» **Record set**:
********************
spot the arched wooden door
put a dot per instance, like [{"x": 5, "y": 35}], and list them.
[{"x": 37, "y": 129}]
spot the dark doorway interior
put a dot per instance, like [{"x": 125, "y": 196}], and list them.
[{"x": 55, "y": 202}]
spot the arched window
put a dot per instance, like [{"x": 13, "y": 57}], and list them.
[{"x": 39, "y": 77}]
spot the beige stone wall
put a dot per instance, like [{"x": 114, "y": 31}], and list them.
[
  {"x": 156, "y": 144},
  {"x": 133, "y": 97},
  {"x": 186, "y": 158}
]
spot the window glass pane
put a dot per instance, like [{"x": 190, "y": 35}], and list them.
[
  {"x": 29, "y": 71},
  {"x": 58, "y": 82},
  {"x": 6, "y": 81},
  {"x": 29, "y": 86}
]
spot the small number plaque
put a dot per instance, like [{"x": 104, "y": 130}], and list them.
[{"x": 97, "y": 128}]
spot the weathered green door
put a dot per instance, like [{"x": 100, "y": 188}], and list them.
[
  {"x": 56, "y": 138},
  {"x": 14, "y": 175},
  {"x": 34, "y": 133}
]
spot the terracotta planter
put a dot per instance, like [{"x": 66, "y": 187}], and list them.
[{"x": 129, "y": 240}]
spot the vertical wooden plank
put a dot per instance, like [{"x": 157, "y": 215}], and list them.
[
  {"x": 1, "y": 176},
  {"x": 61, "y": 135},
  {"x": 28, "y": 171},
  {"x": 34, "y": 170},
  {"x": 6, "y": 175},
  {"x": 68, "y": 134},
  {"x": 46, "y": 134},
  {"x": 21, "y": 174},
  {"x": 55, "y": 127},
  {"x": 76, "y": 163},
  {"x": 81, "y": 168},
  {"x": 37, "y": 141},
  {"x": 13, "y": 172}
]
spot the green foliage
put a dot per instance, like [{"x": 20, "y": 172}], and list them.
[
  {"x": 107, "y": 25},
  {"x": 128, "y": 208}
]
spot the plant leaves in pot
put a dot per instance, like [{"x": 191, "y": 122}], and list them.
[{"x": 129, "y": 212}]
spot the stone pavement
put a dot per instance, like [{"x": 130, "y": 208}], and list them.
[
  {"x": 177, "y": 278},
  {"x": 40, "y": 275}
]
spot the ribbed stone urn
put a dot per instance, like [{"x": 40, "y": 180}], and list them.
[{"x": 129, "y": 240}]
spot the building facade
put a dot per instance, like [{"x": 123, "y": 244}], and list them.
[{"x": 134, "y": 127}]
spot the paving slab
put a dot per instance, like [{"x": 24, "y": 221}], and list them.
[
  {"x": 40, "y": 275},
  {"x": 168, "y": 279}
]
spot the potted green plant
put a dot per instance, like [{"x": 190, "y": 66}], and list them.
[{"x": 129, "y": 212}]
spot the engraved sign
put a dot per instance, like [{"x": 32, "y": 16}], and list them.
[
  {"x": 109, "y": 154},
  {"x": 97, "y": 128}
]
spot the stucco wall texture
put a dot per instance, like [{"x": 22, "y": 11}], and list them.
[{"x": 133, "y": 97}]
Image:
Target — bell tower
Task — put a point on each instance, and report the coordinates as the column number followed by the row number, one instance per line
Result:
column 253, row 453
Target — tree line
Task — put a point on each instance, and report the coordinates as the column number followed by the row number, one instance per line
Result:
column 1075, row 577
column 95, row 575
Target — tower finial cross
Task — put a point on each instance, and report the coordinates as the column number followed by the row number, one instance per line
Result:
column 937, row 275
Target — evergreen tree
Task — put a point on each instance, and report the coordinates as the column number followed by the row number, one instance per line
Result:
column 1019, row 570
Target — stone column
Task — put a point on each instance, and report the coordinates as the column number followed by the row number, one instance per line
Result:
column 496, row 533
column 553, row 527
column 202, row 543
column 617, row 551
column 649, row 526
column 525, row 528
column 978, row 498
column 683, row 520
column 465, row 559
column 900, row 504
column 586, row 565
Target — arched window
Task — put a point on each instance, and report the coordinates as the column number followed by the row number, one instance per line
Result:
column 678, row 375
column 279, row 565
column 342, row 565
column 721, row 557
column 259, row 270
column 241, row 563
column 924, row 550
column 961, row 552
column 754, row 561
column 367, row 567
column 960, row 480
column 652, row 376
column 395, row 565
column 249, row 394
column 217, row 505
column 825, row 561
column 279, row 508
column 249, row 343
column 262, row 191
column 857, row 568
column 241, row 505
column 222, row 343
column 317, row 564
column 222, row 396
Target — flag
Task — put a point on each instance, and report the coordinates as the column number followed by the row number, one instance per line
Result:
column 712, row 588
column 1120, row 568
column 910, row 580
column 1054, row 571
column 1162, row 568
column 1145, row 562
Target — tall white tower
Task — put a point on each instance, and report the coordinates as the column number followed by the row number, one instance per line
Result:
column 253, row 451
********************
» **Work instruction**:
What is the number of lines in the data above that contain the word "wall"? Report the figure only.

» **Solution**:
2